- **Stated goal**
Update the items below by changing "your help would be valued" to "it would be appreciated" wherever it occurs, leaving every other part of the text unchanged. Omit the pictures from your answer.

===== Records for the task =====

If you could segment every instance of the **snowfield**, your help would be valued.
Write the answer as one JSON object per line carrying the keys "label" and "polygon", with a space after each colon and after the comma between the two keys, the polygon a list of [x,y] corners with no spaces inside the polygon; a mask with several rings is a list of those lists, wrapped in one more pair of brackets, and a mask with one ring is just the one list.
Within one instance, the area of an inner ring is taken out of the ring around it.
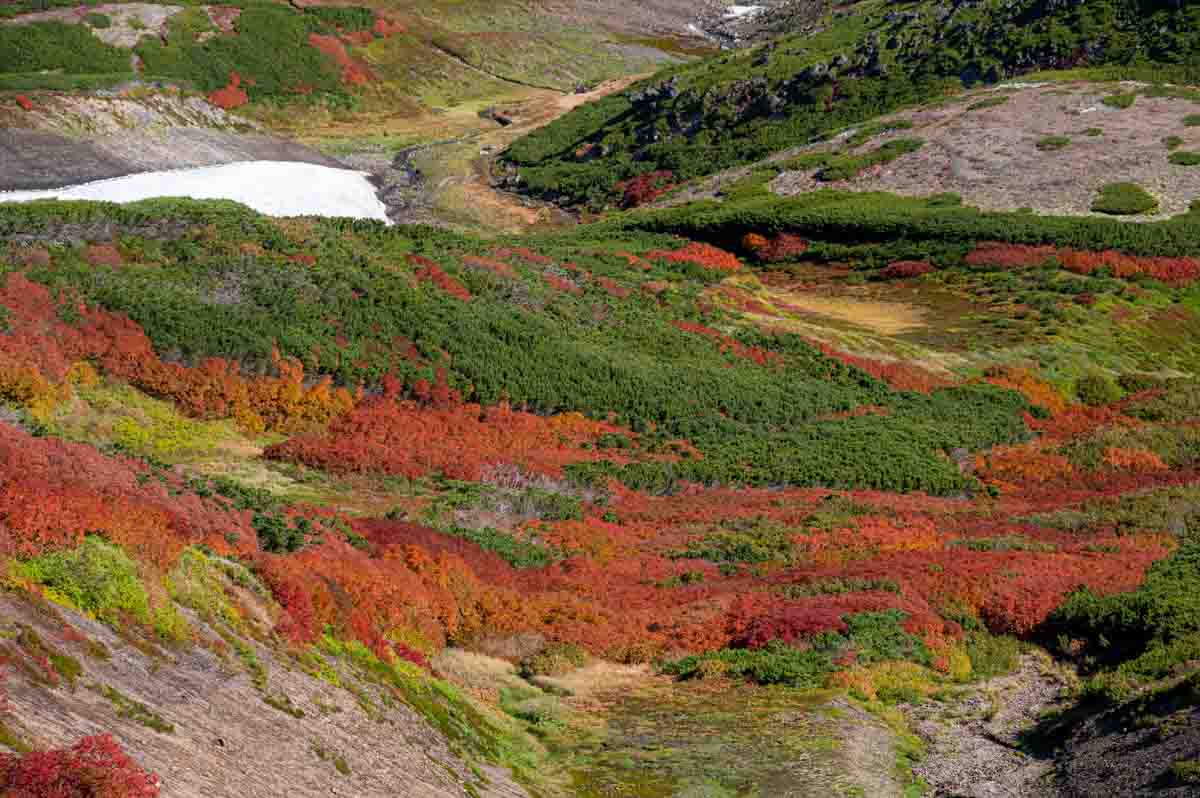
{"label": "snowfield", "polygon": [[46,191],[0,192],[0,202],[96,199],[132,203],[155,197],[232,199],[268,216],[348,216],[388,221],[366,172],[295,161],[248,161],[172,172],[144,172]]}

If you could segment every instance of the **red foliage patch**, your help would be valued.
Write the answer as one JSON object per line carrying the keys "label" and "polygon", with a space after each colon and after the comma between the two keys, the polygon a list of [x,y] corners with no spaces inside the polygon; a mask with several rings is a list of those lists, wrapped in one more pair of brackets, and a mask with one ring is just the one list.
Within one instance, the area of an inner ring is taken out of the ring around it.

=====

- **Output below**
If you could segment every instance of the **snowfield**, it would be appreciated.
Write the answer as one JSON object per line carrying the keys "label" and "polygon", with a space after each colon and after the comma between the two keys, the polygon a list of [x,y] corners with no spaces inside the polygon; a mask with several rings is a list of those lists, wrapped in one more pair of brackets, and a mask with one ring is just the one list.
Within one instance, the area of an inner ring is taken out of the ring around it.
{"label": "snowfield", "polygon": [[46,191],[0,192],[0,202],[96,199],[132,203],[155,197],[232,199],[268,216],[348,216],[388,221],[366,172],[295,161],[248,161],[172,172],[144,172]]}

If you could segment every instance of the **red foliage patch**, it would be appreciated.
Write the answer as one JSON object per line carrying the keys "label" and "polygon", with a space after each colon and after the comma between the two keys, the polygon a list of [x,y] corners with no spaces inside the polygon; a mask with several rings is a list of those lists, wrapped in one more pair of brackets, and a mask with one ring is just the one list.
Within one instance, the area of an inner ring is taken out of the ring around it.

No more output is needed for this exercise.